Some records:
=-=-=
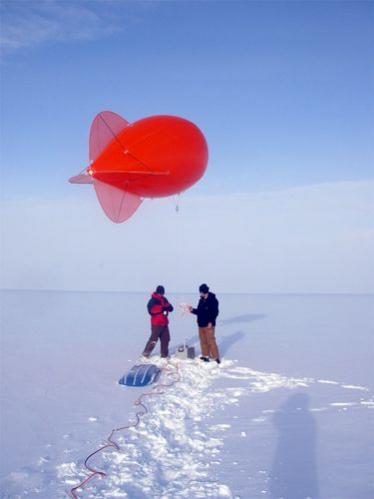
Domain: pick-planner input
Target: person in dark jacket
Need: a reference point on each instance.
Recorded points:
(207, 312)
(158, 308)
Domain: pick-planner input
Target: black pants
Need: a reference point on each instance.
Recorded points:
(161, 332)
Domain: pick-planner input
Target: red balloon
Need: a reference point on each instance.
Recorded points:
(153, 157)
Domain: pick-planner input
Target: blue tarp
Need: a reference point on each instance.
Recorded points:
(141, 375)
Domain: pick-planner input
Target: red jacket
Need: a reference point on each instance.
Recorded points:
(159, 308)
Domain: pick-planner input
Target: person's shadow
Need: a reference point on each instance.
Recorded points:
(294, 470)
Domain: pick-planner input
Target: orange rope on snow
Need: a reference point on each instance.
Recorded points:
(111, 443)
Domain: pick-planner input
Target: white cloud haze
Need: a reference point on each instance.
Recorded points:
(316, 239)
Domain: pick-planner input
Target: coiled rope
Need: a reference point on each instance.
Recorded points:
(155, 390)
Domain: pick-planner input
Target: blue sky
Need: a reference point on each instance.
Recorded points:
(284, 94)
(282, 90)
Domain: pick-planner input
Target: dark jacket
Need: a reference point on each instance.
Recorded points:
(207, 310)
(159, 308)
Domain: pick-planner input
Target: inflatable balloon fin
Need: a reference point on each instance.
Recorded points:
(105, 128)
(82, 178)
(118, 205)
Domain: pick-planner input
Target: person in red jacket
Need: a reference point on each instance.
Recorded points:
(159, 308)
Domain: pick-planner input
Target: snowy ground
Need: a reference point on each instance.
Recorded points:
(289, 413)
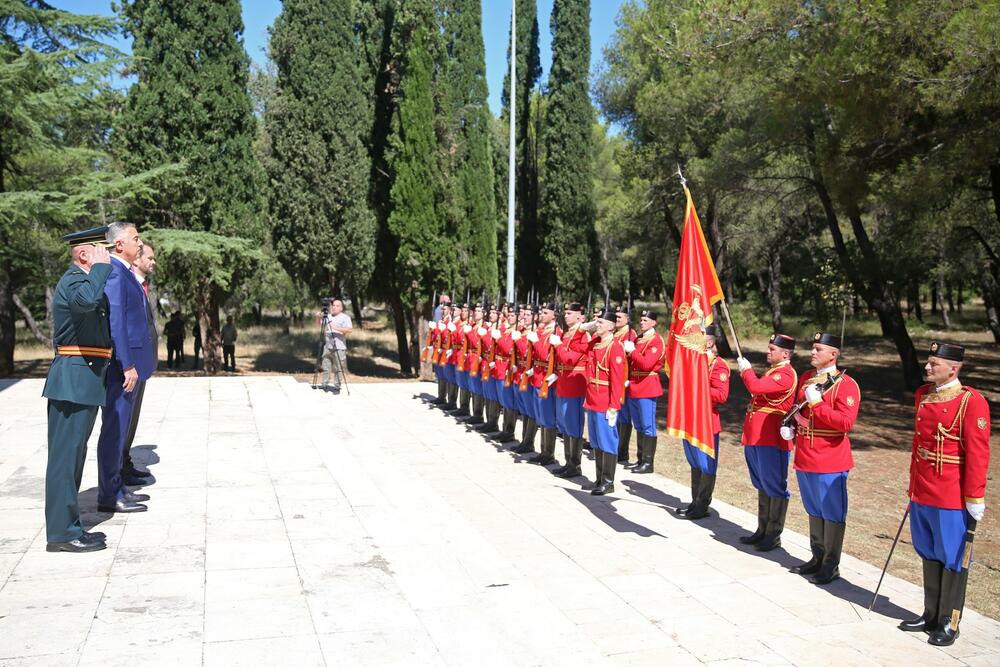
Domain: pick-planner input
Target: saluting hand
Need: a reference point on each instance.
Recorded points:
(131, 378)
=-=-=
• [Aim of the task]
Convert all of the lines above into a numbered list, skipping any blank lines. Leave the pictures out of your answer.

• [Result for this exercise]
1. Domain: pick-planner input
2. Target: person in dark jacket
3. Need: a reference point on each instance.
4. Recorded points:
5. (207, 312)
6. (158, 308)
7. Domain: pick-planner input
8. Target: black pants
9. Need: a reference point on each instance.
10. Recorded points:
11. (161, 332)
12. Domain: pick-planner input
13. Target: red balloon
14. Need: a reference point on each instance.
15. Recorded points:
16. (153, 157)
17. Domain: pick-planner input
18. Target: blue tarp
19. Need: a reference point on each instance.
20. Recorded points:
21. (141, 375)
22. Domain: pick-planner input
23. Target: red jacket
24. Need: a reference point on each instance.
25. Recorded points:
26. (159, 308)
27. Domain: pick-planner input
28. Target: person's shadow
29. Need: a reference point on each instance.
30. Recorded points:
31. (294, 470)
32. Domain: pick-planner input
33. Target: orange rope on snow
34. Need: a reference point on each instance.
35. Recorded points:
36. (111, 443)
37. Domain: pick-planner input
38. Target: white cloud haze
39. Need: a reference point on each instance.
40. Recorded points:
41. (316, 239)
42. Domain: pick-planner input
43. Target: coiled rope
44. Need: a reference point on each instance.
45. Recorded points:
46. (155, 390)
47. Domain: pick-planner input
48. Target: blue sky
49. Need: a reference point on each instance.
50. Recorded points:
51. (284, 94)
52. (282, 90)
53. Domain: pick-planner input
54. Target: dark jacket
55. Need: a reference point on each instance.
56. Recorded points:
57. (207, 310)
58. (159, 308)
59. Domain: pick-planner input
60. Target: inflatable balloon fin
61. Need: a reference point on each instance.
62. Recorded points:
63. (105, 128)
64. (82, 178)
65. (118, 205)
66. Domain: pick-planner input
67. Target: person in red jacket
68. Need: a reference point on each instance.
69. Recorded points:
70. (159, 308)
71. Domain: pick-planner input
72. Target: snowy ground
73. Need: a reference point on each instance.
74. Recorded points:
75. (289, 413)
76. Domain: pick-planner input
77. Target: saluting hand
78. Need: a reference point on each instance.
79. Recorded points:
80. (131, 378)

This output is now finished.